- _Page excerpt_:
%%

Mumbai: In remembering victims of the 1984 Bhopal gas disaster in a photo project, British documentary photographer Francesca Moore has also captured the courage and resilience of families who continue to be affected by one of the world’s worst industrial calamities.

“Bhopal: Facing 30” premieres in India at the Jehangir Art Gallery in the city on Thursday. The launch of this two-part project will put on view the site of the 1984 Bhopal disaster today and the people who continue to be affected thirty years on.

It coincides with the 31st anniversary of this tragic event — on December2 and 3 — showcasing Moore’s series of family portraits of the people who live around the boundary wall of the Union Carbide site, where the disaster took place.

Speaking of the unique photos taken in the style of traditional Indian studio portraiture against a background of rich drapes and carpet, one of the disaster’s survivors, Iqbal Khan, visiting Mumbai said, “I have never known of workers and poor class people being photographed like royals as Francesca did. We treat the colour picture she gave us as a family treasure.”

The exhibition will also feature an installation of the Union Carbide wall, built to contain the disaster site, juxtaposed with the formal portraits of the families who reside around it. The families in the portraits continue to get treatment from the Sambhavna Trust Clinic for resulting health issues, including third generation birth defects.

%%

- _Data for analysis_:
%%

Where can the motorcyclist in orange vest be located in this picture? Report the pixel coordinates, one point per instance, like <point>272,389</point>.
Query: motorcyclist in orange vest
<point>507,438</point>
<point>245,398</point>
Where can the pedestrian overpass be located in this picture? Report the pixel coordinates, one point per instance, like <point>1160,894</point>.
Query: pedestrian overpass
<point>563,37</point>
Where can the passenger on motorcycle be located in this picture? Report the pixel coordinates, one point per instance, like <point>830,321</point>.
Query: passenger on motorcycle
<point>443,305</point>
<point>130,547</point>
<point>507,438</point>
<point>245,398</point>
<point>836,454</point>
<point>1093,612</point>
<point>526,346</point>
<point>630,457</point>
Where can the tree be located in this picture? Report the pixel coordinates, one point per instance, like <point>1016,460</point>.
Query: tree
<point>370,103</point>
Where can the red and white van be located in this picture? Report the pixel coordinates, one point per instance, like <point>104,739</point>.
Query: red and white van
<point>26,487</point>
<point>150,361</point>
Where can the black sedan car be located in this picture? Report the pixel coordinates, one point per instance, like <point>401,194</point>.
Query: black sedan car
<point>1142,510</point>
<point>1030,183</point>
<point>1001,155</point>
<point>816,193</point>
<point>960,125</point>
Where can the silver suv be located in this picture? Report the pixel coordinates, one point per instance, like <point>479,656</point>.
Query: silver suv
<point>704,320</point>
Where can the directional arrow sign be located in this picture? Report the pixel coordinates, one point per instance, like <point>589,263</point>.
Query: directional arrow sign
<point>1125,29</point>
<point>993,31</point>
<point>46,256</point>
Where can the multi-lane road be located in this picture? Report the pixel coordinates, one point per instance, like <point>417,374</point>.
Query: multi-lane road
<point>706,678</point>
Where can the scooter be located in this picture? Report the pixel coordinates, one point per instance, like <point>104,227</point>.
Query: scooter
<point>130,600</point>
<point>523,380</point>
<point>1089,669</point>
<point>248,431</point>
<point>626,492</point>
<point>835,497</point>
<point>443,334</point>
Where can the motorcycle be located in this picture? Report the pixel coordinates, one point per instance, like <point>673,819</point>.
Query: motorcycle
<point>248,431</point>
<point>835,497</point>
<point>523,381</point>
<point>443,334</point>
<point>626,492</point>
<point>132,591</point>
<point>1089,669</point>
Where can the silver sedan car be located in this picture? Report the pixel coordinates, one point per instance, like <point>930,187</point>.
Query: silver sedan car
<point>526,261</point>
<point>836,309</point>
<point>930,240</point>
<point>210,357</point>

%%
%%

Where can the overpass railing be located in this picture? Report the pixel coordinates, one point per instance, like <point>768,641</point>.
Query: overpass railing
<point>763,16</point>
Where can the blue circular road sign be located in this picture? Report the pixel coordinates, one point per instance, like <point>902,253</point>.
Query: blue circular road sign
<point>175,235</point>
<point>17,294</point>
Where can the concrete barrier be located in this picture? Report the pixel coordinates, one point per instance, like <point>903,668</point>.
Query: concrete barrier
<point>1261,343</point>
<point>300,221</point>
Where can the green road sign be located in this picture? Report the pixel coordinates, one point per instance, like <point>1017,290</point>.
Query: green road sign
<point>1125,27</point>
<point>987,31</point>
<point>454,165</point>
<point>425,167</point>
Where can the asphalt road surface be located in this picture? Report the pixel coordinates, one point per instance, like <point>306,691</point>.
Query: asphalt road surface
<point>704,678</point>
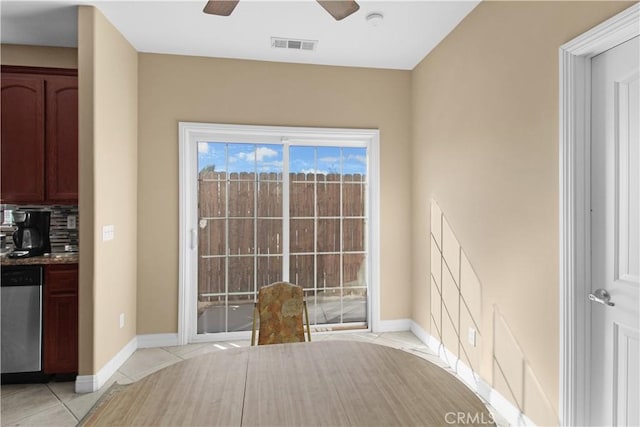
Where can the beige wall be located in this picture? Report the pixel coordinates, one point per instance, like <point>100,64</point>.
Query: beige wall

%%
%%

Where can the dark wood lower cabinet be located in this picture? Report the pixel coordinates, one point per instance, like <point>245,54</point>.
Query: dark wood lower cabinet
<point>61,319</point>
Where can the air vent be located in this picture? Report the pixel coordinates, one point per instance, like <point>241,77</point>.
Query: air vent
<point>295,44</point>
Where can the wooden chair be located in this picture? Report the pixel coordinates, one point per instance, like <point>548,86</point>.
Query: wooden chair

%%

- _Goal of the exercise_: In the article about the Bhopal photo exhibition, copy word for word the stretch from "Speaking of the" through "generation birth defects.".

- _Expected output_:
Speaking of the unique photos taken in the style of traditional Indian studio portraiture against a background of rich drapes and carpet, one of the disaster’s survivors, Iqbal Khan, visiting Mumbai said, “I have never known of workers and poor class people being photographed like royals as Francesca did. We treat the colour picture she gave us as a family treasure.”

The exhibition will also feature an installation of the Union Carbide wall, built to contain the disaster site, juxtaposed with the formal portraits of the families who reside around it. The families in the portraits continue to get treatment from the Sambhavna Trust Clinic for resulting health issues, including third generation birth defects.